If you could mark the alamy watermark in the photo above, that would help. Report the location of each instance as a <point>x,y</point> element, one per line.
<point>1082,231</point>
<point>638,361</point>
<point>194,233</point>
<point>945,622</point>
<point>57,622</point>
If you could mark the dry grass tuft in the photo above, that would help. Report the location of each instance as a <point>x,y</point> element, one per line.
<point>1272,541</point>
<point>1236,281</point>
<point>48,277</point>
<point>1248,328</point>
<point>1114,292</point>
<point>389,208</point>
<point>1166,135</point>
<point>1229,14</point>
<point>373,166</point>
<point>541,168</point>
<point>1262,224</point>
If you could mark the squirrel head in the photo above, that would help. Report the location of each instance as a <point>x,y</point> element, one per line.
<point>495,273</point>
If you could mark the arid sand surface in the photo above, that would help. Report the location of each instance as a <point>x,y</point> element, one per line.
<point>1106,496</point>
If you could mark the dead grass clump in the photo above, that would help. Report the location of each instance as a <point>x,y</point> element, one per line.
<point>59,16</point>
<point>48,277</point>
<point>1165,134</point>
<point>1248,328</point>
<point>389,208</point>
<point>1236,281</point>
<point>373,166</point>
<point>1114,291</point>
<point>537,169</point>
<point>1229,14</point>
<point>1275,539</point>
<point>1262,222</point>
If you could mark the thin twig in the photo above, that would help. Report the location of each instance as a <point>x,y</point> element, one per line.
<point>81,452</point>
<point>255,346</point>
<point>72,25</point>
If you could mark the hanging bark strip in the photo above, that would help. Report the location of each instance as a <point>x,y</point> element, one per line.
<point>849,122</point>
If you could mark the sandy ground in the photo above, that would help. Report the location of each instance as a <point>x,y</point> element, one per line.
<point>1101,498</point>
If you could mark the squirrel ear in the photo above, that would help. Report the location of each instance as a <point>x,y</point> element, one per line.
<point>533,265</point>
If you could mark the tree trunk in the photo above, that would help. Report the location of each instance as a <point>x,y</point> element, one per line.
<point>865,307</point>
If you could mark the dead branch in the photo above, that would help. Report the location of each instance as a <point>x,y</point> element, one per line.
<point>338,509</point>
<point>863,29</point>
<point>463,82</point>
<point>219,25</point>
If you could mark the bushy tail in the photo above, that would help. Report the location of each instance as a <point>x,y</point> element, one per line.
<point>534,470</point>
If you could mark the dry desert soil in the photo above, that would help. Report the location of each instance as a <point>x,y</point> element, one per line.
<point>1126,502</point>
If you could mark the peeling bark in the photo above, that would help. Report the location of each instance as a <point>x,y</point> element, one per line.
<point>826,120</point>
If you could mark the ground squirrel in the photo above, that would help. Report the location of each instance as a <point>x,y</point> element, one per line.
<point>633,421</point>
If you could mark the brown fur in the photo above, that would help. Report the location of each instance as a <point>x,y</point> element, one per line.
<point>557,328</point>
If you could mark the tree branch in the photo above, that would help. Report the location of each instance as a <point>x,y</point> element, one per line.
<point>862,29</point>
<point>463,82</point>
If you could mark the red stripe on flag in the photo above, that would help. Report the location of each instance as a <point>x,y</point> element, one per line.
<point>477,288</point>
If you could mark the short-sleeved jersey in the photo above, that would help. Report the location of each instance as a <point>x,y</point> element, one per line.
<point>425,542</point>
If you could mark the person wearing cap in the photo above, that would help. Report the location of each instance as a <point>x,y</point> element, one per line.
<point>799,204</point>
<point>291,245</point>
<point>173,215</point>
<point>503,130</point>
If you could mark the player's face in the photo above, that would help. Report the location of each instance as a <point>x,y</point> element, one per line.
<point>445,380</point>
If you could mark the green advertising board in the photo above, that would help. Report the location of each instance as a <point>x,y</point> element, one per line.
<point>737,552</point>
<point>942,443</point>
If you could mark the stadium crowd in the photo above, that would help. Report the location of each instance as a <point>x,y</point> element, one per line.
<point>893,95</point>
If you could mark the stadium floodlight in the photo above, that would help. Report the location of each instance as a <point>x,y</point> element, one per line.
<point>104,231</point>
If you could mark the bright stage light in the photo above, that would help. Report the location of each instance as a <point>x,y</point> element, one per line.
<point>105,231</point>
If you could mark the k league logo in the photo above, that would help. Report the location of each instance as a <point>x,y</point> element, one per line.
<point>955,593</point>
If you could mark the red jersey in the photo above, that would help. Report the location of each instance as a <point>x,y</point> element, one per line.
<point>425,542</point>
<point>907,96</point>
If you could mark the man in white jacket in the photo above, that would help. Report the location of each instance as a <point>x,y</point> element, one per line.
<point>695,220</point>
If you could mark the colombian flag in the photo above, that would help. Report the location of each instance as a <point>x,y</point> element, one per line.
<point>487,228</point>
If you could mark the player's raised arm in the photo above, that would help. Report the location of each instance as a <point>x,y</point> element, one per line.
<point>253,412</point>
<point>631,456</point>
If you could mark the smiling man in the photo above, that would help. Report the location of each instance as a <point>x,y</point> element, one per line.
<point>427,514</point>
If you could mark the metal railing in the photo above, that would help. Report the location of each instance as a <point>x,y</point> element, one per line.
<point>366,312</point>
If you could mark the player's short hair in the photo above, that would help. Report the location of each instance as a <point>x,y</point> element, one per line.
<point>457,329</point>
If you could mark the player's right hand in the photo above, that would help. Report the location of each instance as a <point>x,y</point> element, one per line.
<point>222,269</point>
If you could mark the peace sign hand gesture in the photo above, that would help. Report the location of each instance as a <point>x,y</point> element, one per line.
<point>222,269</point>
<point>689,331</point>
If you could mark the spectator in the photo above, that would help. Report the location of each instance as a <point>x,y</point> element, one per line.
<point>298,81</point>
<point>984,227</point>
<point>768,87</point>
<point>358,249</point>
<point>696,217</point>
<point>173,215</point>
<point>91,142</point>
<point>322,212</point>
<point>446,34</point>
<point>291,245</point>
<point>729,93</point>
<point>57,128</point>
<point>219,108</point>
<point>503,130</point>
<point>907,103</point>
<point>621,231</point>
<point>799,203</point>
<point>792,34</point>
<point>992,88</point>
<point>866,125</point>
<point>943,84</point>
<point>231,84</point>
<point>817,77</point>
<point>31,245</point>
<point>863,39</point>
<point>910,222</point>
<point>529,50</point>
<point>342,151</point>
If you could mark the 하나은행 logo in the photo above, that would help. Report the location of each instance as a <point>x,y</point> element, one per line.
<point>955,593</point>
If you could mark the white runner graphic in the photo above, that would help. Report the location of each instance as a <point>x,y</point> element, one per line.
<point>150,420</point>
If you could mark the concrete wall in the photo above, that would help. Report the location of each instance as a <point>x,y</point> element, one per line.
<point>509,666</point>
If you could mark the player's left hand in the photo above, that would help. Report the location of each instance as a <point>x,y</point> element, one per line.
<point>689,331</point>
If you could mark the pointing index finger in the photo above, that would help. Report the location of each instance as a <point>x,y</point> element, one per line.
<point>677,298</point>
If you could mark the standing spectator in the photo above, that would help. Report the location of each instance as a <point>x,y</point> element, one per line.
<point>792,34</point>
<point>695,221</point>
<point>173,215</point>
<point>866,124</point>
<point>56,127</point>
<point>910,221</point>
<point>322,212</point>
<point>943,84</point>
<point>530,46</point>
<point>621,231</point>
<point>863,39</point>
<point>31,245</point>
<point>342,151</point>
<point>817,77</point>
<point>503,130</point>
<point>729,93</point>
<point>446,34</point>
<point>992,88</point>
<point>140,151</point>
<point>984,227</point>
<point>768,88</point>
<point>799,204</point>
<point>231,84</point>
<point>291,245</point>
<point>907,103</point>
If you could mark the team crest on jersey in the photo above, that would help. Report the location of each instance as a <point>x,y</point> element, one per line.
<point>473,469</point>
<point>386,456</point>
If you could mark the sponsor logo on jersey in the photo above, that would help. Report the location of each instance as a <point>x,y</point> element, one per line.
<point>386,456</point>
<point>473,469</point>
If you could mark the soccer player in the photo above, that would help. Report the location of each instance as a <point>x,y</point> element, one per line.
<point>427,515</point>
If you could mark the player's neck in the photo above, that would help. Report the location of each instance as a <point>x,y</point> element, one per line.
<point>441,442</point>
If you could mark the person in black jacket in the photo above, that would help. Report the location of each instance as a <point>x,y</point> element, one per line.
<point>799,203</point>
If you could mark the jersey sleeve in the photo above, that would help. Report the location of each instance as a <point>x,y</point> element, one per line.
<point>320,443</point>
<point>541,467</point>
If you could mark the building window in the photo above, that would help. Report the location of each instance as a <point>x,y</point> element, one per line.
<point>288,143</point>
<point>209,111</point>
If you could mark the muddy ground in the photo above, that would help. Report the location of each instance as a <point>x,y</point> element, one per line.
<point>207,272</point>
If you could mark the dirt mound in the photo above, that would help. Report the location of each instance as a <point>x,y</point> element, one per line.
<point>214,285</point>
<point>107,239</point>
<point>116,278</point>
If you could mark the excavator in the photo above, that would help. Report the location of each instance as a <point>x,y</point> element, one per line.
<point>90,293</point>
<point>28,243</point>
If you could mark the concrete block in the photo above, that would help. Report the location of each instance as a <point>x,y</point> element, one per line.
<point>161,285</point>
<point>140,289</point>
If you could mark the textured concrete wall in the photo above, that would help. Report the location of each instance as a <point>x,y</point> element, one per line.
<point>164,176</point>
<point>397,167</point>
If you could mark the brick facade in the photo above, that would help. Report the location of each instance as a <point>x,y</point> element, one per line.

══════════════════════════════

WHAT THE EXERCISE ASKS ▸
Reproduce everything from the first of the lines above down to the line containing "<point>57,622</point>", substituting "logo" for "watermark" and leaving all else unchanged.

EXERCISE SOLUTION ▸
If you could mark the alamy logo in the photo above, that would help. Report the location of each instance as a <point>x,y</point> element, one per line.
<point>1082,231</point>
<point>638,361</point>
<point>194,233</point>
<point>945,622</point>
<point>57,622</point>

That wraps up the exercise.